* What to do
A. Reproduce the part of the email thread on signing pots between "I can't really" and "carve for stamps.", inclusive.
B. List every distinct field label that appears in the message headers of the email thread on signing pots.

But even so, some Porcelain would be easier to carve than
the end of a Dowell...

Bisque it and you have your 'chop'...

Best!

Phil
lasvegas

----- Original Message -----
From: "Hendrix, Taylor J."
To:
Sent: Wednesday, June 25, 2003 3:14 PM
Subject: Re: Signing your pots- revisited - and...


Yo Phil,

I can't really make the move to signing my pots. I have
however made
several chops in play. Currently, when I think of it I
stamp my
attempts with a letter H bisque stamp that I have made. I
have bought
several turned wooden pegs that I will carve for stamps.
Perhaps one of
them will strike my fancy and do for a Taylor's version of
the Cyrillic
P.

H, in Waco

-----Original Message-----
From: pdp1@EARTHLINK.NET [mailto:pdp1@EARTHLINK.NET]
Sent: Wednesday, June 25, 2003 2:21 AM
To: CLAYART@LSV.CERAMICS.ORG
Subject: Re: Signing your pots- revisited - and...


Hi Taylor,

...

* Record set
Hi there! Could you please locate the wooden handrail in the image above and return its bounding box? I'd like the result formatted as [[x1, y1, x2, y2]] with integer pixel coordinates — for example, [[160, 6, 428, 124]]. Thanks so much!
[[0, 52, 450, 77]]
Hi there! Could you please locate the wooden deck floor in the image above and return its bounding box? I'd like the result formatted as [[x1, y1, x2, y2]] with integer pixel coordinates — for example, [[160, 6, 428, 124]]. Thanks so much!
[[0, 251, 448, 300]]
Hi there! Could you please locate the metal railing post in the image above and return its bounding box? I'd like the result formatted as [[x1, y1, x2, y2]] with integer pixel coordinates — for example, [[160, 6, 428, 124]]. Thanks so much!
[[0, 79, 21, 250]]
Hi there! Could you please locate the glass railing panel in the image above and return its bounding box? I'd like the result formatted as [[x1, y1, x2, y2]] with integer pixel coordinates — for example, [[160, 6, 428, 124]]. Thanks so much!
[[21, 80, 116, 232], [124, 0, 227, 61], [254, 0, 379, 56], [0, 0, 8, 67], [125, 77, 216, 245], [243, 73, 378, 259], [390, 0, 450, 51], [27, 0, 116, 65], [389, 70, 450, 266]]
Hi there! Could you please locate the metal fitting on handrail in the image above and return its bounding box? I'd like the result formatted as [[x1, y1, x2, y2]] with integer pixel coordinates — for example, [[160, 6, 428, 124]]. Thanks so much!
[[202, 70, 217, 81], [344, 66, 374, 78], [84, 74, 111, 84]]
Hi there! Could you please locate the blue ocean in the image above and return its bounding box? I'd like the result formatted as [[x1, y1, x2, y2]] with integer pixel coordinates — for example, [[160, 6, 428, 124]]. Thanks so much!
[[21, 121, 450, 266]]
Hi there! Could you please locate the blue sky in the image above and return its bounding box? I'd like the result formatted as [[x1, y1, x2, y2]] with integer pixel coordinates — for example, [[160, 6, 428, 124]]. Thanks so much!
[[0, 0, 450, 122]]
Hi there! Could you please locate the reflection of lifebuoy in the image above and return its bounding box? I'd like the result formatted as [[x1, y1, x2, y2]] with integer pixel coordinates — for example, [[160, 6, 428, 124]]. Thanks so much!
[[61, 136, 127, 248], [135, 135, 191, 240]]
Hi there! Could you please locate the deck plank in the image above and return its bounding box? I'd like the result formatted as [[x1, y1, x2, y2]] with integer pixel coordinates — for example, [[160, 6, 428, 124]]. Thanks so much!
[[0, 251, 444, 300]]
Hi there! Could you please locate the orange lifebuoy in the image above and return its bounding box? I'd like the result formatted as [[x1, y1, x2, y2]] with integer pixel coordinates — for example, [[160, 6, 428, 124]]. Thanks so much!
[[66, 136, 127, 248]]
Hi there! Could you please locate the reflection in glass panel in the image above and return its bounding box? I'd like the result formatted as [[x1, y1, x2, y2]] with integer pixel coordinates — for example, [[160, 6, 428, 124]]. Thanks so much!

* Worked answers
A.
I can't really make the move to signing my pots. I have
however made
several chops in play. Currently, when I think of it I
stamp my
attempts with a letter H bisque stamp that I have made. I
have bought
several turned wooden pegs that I will carve for stamps.

B. From, To, Sent, Subject